** Material provided follows **
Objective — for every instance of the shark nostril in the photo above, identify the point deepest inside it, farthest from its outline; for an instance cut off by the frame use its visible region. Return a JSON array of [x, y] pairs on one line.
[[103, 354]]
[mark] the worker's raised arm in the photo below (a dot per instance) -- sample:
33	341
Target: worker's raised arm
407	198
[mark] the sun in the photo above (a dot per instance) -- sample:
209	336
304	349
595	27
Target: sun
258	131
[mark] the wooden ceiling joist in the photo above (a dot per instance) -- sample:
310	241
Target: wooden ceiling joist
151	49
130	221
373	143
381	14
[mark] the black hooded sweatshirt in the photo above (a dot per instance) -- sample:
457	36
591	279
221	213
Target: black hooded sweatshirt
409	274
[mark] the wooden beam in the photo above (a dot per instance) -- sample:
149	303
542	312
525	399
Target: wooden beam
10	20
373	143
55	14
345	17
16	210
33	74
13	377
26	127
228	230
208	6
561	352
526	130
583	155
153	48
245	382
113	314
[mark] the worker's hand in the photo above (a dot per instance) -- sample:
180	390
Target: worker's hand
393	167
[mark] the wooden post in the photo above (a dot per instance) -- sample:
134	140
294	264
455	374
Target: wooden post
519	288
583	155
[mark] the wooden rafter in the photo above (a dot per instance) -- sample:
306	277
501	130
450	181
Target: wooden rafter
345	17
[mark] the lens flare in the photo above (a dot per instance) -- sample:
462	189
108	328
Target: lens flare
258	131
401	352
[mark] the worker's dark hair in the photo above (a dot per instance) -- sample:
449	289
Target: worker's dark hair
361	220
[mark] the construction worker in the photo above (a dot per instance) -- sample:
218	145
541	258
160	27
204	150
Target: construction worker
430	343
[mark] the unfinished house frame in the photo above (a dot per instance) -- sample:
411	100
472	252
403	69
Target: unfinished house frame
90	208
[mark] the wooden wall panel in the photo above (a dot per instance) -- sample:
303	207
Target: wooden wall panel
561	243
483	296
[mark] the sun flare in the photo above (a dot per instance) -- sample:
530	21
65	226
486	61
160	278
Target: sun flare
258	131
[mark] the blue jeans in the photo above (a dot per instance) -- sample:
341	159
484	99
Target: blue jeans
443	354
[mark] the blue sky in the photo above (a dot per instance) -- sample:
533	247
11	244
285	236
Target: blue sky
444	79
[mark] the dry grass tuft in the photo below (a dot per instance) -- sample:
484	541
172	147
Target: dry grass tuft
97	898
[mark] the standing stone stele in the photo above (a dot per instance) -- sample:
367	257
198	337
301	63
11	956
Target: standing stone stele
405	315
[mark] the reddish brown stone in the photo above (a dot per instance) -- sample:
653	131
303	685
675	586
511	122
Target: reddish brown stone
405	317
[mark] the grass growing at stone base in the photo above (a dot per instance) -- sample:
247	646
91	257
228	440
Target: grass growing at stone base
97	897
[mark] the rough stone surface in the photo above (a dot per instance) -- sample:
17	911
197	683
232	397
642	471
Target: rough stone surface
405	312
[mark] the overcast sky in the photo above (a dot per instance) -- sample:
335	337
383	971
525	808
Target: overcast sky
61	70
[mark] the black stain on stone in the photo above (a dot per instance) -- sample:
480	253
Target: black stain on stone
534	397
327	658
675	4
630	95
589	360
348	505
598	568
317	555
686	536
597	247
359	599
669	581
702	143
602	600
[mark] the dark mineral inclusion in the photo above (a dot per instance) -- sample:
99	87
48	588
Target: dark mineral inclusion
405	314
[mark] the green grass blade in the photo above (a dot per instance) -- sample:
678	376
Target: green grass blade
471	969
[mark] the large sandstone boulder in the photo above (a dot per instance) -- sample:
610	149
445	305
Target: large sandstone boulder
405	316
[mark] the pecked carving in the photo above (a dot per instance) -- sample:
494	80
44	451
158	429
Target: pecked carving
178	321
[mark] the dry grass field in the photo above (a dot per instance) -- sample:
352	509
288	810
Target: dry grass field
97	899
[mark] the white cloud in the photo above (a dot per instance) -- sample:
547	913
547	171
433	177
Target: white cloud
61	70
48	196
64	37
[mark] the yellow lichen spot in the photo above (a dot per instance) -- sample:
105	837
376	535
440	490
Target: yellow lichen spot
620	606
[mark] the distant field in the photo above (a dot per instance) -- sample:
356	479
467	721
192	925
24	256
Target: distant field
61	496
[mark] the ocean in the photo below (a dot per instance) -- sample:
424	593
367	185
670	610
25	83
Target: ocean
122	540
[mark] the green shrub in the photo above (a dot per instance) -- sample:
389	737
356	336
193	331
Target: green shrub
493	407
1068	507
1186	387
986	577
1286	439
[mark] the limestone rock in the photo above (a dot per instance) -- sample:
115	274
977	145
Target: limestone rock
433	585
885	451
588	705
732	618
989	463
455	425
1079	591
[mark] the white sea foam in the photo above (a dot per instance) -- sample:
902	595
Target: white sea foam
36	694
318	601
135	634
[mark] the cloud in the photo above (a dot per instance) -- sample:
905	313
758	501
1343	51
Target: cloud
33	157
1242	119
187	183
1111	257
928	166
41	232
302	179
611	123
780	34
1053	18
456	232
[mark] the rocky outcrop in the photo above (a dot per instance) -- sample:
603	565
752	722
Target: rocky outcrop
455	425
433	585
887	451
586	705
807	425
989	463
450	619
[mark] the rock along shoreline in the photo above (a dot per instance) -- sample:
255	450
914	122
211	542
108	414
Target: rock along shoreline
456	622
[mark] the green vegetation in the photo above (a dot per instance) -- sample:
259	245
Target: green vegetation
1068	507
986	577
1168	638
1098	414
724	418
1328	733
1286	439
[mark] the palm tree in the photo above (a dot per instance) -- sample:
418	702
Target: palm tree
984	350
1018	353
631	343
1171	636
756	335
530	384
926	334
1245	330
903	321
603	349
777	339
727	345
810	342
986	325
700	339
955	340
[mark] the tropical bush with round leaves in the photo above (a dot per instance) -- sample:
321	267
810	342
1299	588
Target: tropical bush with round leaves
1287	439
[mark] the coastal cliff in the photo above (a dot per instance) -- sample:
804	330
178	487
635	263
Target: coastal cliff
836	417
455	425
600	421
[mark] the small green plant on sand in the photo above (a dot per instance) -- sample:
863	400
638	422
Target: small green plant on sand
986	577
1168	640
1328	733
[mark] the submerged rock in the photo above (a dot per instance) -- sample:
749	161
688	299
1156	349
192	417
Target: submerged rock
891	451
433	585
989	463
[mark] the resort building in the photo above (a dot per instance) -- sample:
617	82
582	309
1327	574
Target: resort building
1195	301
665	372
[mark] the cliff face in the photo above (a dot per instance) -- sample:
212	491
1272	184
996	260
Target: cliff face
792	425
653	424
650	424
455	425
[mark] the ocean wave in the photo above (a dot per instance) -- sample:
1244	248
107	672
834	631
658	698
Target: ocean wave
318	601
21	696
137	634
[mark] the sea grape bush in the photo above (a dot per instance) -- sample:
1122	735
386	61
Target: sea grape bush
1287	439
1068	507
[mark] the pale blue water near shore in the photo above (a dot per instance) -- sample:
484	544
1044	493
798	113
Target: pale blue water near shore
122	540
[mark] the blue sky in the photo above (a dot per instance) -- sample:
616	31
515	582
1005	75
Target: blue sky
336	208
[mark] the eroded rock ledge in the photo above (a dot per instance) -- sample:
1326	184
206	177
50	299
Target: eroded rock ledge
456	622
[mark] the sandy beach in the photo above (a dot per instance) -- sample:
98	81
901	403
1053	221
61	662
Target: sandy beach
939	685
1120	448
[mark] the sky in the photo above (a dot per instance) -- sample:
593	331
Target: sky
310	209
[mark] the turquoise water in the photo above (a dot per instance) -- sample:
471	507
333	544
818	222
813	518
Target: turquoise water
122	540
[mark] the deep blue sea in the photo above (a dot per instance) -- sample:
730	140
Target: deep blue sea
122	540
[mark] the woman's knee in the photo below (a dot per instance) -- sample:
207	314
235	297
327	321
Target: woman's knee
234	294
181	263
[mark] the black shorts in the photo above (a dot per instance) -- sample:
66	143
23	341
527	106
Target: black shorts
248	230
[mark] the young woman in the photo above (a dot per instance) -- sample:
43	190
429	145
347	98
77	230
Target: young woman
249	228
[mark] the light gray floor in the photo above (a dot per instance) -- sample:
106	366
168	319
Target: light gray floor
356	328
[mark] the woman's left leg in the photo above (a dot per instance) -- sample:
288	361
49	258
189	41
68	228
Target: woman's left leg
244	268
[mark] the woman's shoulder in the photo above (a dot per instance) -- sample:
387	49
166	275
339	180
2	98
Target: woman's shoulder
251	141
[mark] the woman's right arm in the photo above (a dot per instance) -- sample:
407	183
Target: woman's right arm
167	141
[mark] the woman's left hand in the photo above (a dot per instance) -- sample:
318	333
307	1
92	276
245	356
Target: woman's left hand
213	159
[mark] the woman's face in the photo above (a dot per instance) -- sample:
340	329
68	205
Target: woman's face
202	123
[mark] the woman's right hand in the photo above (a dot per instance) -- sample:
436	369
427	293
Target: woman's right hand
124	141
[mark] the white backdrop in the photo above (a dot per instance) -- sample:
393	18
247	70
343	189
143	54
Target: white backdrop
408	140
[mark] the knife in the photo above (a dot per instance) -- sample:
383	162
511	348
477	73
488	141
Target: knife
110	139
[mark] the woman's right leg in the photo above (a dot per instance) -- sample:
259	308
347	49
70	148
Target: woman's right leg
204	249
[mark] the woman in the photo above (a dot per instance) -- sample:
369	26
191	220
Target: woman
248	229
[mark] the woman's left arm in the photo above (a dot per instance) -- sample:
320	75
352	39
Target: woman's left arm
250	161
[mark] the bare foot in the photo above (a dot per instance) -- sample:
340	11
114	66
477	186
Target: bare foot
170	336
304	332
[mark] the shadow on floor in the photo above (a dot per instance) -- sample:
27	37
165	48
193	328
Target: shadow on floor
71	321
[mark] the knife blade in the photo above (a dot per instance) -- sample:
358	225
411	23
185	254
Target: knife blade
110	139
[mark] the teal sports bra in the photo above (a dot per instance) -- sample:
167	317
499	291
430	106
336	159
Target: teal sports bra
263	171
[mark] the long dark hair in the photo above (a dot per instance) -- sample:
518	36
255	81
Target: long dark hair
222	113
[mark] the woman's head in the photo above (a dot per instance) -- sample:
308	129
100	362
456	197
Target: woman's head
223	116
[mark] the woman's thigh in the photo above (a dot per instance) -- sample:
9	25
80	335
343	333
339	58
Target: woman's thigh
** End of Material provided **
## Work required
Say how many lines in the records hold "thigh", with the number as the whole reply.

## Response area
2